### THE DATA
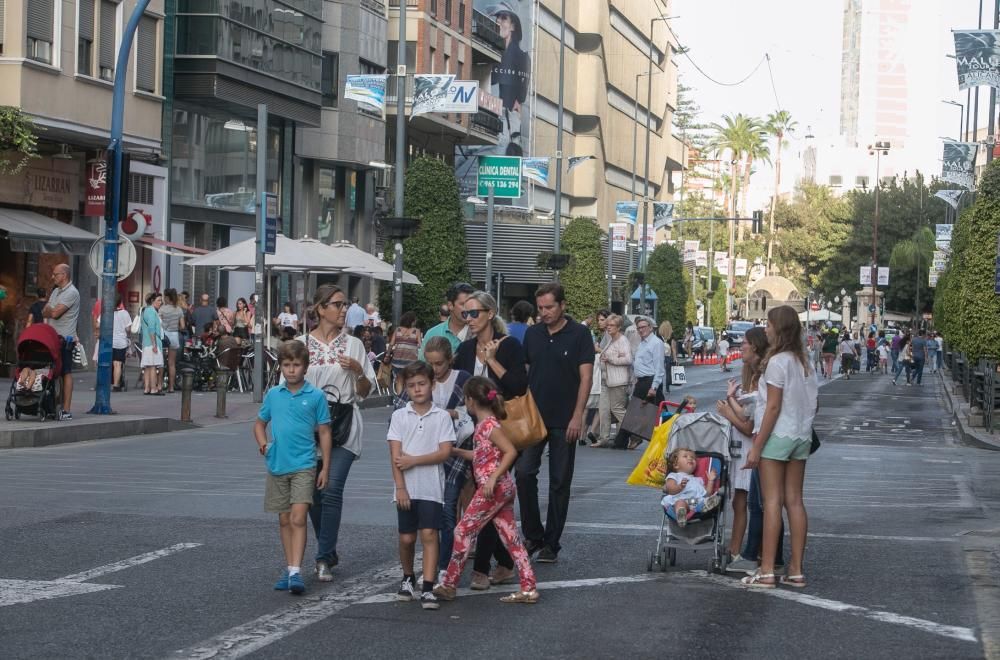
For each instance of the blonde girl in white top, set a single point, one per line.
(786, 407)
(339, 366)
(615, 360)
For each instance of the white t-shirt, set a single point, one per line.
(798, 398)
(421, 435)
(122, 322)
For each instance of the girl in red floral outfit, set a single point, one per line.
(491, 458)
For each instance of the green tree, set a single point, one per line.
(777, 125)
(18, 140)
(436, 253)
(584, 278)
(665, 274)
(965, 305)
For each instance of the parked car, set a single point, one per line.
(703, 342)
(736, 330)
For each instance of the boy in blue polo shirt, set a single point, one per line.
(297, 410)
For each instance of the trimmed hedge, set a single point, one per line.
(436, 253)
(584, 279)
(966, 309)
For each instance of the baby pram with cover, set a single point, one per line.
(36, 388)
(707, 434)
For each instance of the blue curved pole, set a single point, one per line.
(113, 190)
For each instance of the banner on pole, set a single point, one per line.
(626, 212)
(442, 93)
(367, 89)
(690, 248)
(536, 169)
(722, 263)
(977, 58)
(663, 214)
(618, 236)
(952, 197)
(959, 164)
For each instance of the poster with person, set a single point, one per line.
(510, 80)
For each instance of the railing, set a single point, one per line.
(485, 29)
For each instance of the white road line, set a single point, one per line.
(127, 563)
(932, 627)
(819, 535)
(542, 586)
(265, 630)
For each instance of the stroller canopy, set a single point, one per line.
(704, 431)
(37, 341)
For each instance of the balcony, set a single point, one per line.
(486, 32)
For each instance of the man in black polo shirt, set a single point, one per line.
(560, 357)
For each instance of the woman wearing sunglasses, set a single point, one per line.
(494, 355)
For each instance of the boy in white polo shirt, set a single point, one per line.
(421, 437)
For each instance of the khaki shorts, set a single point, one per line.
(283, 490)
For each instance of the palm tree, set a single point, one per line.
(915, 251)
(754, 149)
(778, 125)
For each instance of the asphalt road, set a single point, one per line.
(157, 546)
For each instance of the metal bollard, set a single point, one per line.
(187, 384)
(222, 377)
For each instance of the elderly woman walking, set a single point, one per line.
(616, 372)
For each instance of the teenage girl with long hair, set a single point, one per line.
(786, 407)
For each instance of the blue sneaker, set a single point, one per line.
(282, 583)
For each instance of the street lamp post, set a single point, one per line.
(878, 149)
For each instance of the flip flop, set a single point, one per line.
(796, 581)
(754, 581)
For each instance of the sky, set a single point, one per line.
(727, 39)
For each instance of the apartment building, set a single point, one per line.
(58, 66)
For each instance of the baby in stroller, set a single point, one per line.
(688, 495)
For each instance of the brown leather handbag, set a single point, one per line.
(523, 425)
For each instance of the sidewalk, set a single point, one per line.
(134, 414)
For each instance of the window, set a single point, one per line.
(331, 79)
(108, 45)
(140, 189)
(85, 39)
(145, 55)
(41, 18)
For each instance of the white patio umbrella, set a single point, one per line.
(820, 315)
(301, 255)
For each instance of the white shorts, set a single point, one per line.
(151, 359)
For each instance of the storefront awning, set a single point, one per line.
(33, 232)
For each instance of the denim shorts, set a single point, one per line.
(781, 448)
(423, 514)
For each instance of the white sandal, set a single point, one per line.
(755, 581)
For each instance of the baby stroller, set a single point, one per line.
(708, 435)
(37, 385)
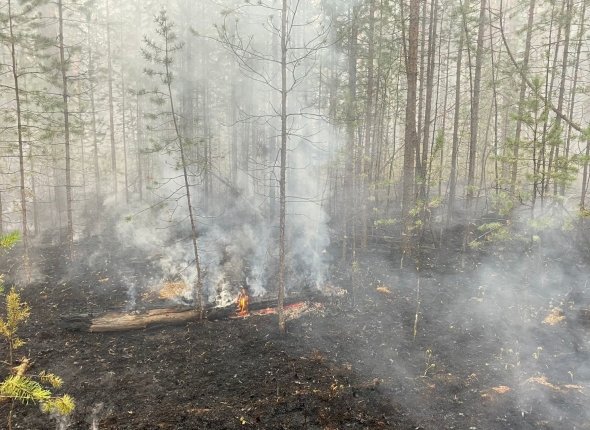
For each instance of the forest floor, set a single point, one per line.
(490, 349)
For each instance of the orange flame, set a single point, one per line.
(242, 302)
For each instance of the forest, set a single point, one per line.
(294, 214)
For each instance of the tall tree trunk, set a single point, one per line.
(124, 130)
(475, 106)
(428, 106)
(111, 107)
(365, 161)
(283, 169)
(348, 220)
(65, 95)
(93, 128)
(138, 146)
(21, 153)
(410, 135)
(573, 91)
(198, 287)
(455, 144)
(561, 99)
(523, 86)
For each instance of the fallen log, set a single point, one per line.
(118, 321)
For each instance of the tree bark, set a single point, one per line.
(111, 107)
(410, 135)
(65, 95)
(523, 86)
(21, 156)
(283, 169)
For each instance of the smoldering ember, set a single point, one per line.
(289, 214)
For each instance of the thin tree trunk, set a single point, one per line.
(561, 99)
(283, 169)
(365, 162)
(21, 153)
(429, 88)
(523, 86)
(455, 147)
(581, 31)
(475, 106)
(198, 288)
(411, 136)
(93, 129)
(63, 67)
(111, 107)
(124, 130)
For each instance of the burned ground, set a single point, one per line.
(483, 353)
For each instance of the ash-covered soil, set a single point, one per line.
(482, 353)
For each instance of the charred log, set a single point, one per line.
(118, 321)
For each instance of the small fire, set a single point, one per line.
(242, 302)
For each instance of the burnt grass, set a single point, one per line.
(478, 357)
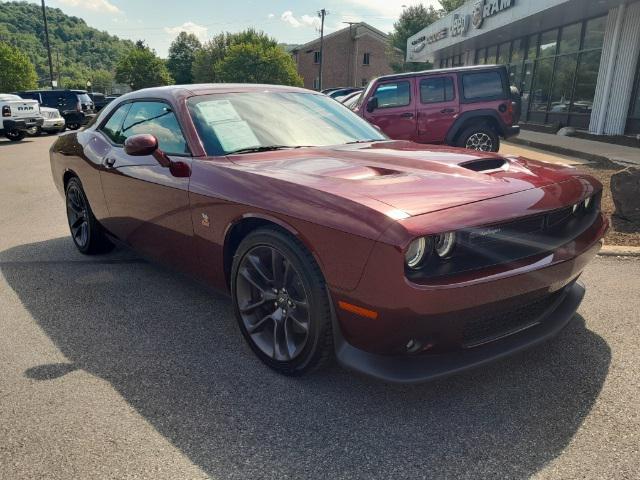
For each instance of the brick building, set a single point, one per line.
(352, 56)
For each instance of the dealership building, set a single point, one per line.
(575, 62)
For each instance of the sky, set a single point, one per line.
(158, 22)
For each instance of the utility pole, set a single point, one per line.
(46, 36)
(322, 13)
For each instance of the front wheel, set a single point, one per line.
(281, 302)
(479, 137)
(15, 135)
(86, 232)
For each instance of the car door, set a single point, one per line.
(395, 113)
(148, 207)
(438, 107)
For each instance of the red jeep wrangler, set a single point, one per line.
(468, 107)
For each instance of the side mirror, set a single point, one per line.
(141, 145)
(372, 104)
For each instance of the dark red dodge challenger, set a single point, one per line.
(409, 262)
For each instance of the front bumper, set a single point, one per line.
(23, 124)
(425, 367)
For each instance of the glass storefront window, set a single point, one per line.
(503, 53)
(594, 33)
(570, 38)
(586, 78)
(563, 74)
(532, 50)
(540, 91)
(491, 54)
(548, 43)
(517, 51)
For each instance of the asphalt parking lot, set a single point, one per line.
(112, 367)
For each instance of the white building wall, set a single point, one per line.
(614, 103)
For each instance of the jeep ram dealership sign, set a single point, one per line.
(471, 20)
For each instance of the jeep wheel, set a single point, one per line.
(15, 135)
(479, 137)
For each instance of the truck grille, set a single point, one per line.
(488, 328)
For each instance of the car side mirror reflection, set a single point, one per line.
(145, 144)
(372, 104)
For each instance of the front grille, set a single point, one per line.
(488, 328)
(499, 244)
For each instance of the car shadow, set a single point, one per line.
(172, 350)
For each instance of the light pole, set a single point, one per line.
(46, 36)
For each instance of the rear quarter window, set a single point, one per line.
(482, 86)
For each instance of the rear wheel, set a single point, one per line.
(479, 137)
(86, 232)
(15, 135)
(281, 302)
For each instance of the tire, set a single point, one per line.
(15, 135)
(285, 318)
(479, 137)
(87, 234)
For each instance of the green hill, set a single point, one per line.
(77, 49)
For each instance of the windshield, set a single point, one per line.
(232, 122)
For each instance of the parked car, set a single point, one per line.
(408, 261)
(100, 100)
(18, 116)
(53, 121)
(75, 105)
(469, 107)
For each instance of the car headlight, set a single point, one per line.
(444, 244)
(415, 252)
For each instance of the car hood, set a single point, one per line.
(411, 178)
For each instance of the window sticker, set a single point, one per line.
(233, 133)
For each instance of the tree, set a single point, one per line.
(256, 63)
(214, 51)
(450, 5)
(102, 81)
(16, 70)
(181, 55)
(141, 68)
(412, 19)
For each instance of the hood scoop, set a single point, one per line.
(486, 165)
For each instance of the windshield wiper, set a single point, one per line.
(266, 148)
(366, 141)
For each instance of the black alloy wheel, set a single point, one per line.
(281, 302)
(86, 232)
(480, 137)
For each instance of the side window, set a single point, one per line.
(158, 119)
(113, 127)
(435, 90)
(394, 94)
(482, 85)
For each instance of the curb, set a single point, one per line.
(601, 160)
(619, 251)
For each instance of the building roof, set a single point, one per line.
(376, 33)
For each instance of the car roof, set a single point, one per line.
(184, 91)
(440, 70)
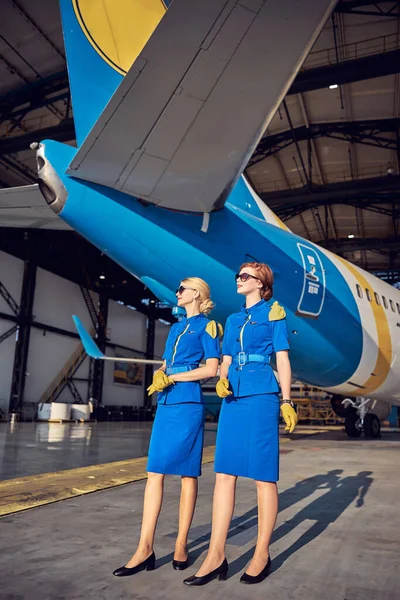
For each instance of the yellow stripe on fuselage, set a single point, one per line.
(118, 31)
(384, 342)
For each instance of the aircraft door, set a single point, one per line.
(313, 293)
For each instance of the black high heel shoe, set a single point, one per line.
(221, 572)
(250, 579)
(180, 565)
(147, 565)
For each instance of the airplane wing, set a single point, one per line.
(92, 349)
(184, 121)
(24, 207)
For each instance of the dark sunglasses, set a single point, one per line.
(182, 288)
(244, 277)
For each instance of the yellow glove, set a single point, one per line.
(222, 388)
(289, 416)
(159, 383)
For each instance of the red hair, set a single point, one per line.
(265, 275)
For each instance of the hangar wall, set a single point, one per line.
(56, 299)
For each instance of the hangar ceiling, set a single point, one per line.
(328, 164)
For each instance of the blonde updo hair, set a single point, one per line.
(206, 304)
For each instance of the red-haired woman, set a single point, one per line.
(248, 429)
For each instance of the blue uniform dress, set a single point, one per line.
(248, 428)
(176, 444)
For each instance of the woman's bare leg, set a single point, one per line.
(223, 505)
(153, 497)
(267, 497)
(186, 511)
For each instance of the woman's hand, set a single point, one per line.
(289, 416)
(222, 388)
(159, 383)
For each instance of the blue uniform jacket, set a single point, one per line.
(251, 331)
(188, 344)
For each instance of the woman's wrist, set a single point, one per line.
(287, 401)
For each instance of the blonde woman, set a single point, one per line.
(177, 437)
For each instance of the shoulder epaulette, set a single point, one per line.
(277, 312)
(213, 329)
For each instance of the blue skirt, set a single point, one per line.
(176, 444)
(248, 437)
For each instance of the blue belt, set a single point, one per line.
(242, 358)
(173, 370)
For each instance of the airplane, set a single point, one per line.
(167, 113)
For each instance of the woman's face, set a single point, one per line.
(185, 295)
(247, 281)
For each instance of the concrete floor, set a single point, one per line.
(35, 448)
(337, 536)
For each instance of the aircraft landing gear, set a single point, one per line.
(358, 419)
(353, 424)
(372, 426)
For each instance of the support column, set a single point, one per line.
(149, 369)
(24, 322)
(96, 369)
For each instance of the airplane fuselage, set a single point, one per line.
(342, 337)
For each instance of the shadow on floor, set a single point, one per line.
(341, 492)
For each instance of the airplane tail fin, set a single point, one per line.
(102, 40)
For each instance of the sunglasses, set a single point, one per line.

### ACTION ITEM
Beginning at the line that holds "For each instance of the red hair, set", reproduce the lines exactly up to and including the final line of the entries.

### COMPLETED TASK
For each instance of the red hair, set a single point, one per line.
(265, 275)
For each instance of the hangar wall, set a single point, one per line.
(56, 299)
For each instance of the hangar ceiling, set a single point, one per line.
(328, 164)
For each instance of the blonde updo hair, set a single point, one per line.
(206, 304)
For each instance of the red-haired woman, set a single point, one per line.
(248, 429)
For each instance of the blue uniform dress, set a single point, one per line.
(248, 428)
(176, 444)
For each instance of the woman's bare leg, set a single point, one per line.
(223, 505)
(153, 497)
(267, 497)
(186, 511)
For each instance of the woman's hand, set a single point, one per line.
(289, 416)
(222, 388)
(159, 383)
For each instance of the blue uniform jacket, set a single point, one per line.
(251, 331)
(188, 344)
For each instance of the woman's wrist, set a single point, one per line.
(287, 401)
For each instance of the blonde woman, set a single point, one per line.
(177, 437)
For each instance of the shoulder epaulette, set a single point, one per line.
(277, 312)
(213, 329)
For each instance of the blue skirt, set a single point, one per line.
(176, 444)
(248, 437)
For each instance of the blue belt, set a single point, one per line.
(242, 358)
(173, 370)
For each instance of the airplane, set a single point, one per line.
(167, 113)
For each instance of the woman's face, set a single point, one per line.
(185, 295)
(247, 281)
For each instance of the concrete floor, set a single point, one per line.
(35, 448)
(337, 536)
For each instance of the aircraft landing gear, set a single point, one per line.
(358, 419)
(353, 424)
(372, 426)
For each instance of the support column, set a single point, one per line.
(149, 369)
(24, 322)
(96, 369)
For each instance of the airplane fuselage, set a single point, one per line.
(342, 337)
For each instance of the shadow on floor, set a single point, one per line.
(341, 492)
For each instance of the airplane tail fin, set a single point, one per line.
(102, 40)
For each instance of the sunglasses, set a single point, one per line.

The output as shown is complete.